EXERCISE DETAILS » Render the lines below as a numbered list, skipping any blank lines and leaving out the pictures.

— Begin WORKING DATA —

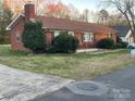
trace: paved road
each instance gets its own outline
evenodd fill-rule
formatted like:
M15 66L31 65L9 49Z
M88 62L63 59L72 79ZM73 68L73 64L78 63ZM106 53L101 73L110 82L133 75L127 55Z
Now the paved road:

— End WORKING DATA —

REPLY TO THE EXERCISE »
1. trace: paved road
2. each instance gets its own outline
3. evenodd fill-rule
4. formatted like:
5. M15 66L31 65L9 49Z
6. M88 62L63 59L72 79ZM73 68L73 64L78 63ZM106 53L101 73L110 82L133 75L127 55Z
7. Now the paved road:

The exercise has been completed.